#### SOURCE DOCUMENT:
***

Understand Red Black Tree: part one - background

Introduction

In this series of articles, I want to examine an important data structure: the red-black tree. The red-black tree is an advanced data structure that is difficult to fully understand. Maybe you have some wonders and confusion about it as follows:

  • What is the meaning of red and black here?
  • The red-black tree is known as a self-balancing binary search tree. But what’s the difference between it and others?
  • Where is it used or applied?

If you want to know the answer to the above questions, then this article is just for you. I will cover the following topics:

  • Why do we need the red-black tree and what is its advantage?
  • How does a red-black tree work?
  • How to write a red-black tree from scratch?

Background of Red-Black Tree

In this section, let’s review the history of the red-black tree. During this process, I will show you why it was invented and what kind of advantages it can provide compared with other tree data structures.

First thing first, let’s define the red-black tree as follows:

  • Red-Black Tree is a self-balancing binary search tree.

***

#### JOBS:
1. In the red-black tree article, what definition is given for a red-black tree?
2. Transcribe the part of the red-black tree article that starts at the words "Introduction" and ends after the words "used or applied?".
The items that follow play no part in the work.

#### EXCERPTED RECORDS:

***

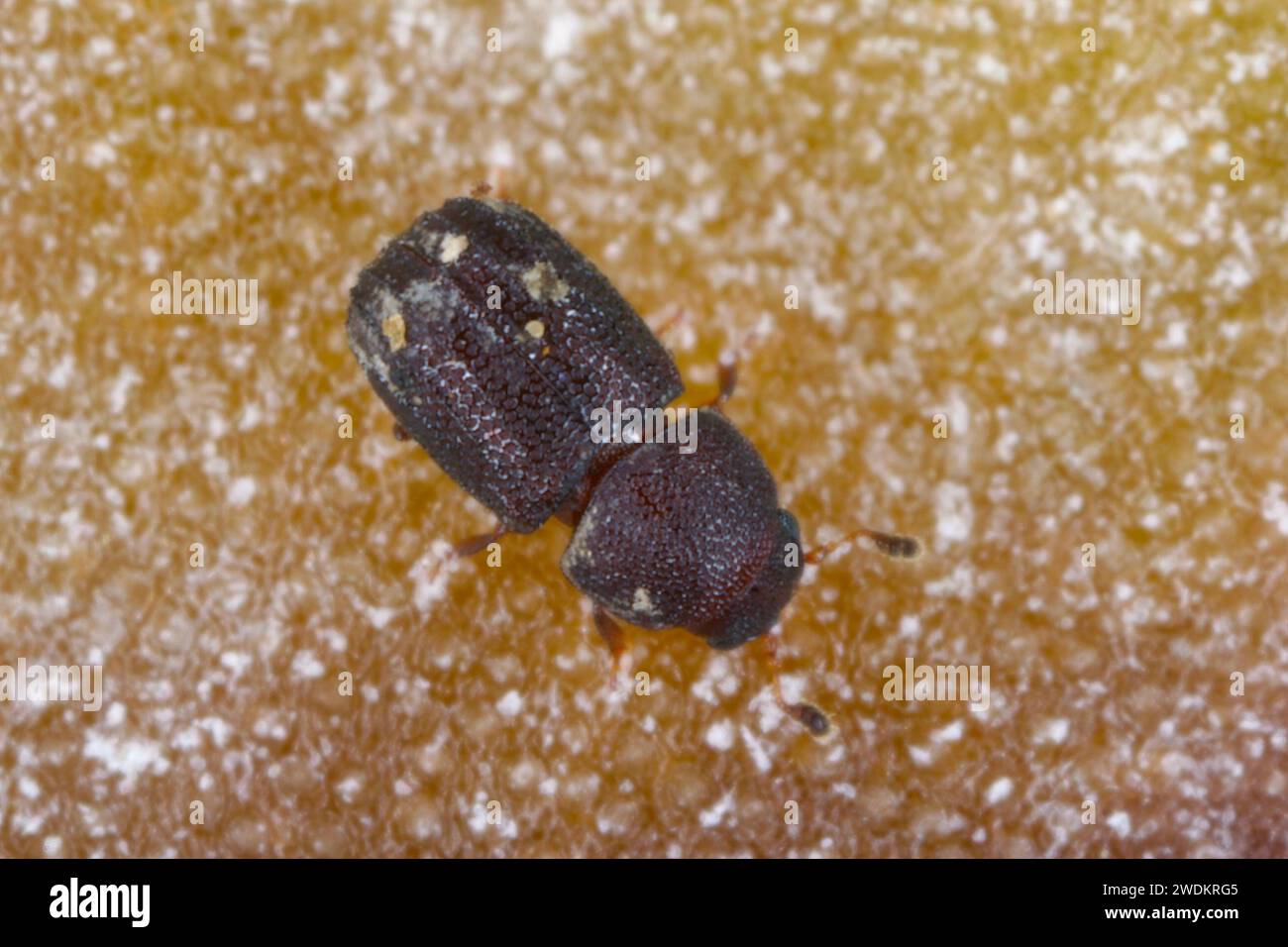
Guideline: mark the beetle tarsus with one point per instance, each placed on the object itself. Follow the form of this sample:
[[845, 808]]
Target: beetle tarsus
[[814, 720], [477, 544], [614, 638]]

***

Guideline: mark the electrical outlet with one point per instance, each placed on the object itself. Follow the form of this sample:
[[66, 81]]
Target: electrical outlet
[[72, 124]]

***

#### RESPONSES:
1. It is a self-balancing binary search tree.

2.
Introduction

In this series of articles, I want to examine an important data structure: the red-black tree. The red-black tree is an advanced data structure that is difficult to fully understand. Maybe you have some wonders and confusion about it as follows:

  • What is the meaning of red and black here?
  • The red-black tree is known as a self-balancing binary search tree. But what’s the difference between it and others?
  • Where is it used or applied?